◆ Assigned task A: From the text on networking for international students, write out everything from "I have found" down to "good at networking." word for word.
◆ Assigned task B: According to the text on networking for international students, how does the writer define networking?

On any given day, I may meet with over a half-dozen international students, the majority of whom are from China. One of the most common conversations I have with my students is on the topic of networking. While networking can be awkward for domestic students, it tends to be far more uncomfortable for many international students. The most common perception of networking is that students are expected to reach out to people they have no business reaching out to, pretending to be their friend, and then somehow fooling them into giving them a job. To most people, this would be very uncomfortable and awkward. I propose that networking can be a lot easier than most Chinese students believe, and that in particular, having knowledge of their own cultural assumptions will make it easier to excel at networking in the US.
I have found that simply changing the definition of networking can be very helpful to students across the board. I define networking as the intentional cultivation of relationships with people who have common interests, be they personal and/or professional. Throughout people’s lives, they acquire friends who share the same interests, and by extension, anyone with friends is already good at networking.

◆ Data under study:
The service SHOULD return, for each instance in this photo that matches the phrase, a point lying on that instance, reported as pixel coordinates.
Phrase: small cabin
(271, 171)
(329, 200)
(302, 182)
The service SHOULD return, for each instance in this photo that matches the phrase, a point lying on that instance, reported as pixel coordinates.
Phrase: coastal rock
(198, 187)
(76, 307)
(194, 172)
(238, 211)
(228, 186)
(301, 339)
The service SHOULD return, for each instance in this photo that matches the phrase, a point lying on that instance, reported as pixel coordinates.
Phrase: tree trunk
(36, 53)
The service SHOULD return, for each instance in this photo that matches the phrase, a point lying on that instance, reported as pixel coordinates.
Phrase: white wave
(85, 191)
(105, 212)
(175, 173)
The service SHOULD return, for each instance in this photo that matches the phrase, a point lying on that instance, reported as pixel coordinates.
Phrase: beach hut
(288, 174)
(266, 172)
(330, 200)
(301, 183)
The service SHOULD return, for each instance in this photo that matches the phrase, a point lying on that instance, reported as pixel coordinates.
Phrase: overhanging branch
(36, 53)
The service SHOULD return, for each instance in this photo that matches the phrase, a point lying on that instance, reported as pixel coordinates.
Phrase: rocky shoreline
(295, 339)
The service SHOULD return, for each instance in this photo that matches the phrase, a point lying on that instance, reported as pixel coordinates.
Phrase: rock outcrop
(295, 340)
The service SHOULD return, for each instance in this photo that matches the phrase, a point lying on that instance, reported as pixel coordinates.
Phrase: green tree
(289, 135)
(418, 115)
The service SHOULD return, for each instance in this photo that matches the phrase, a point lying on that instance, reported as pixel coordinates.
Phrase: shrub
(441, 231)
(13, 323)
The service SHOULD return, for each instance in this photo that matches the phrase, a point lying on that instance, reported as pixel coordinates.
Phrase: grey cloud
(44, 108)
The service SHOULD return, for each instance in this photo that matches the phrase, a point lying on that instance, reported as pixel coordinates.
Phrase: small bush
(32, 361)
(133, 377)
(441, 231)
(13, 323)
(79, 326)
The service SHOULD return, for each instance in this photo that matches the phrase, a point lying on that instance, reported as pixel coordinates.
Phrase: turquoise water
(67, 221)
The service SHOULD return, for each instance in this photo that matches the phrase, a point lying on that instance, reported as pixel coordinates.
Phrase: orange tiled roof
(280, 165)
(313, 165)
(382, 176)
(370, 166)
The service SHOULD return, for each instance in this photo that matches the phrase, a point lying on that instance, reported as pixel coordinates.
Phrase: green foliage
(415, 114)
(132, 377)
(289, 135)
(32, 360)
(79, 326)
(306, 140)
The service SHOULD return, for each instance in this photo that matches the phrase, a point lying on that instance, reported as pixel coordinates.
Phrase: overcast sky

◆ Exercise result A:
I have found that simply changing the definition of networking can be very helpful to students across the board. I define networking as the intentional cultivation of relationships with people who have common interests, be they personal and/or professional. Throughout people’s lives, they acquire friends who share the same interests, and by extension, anyone with friends is already good at networking.

◆ Exercise result B: As the intentional cultivation of relationships with people who have common interests, be they personal and/or professional.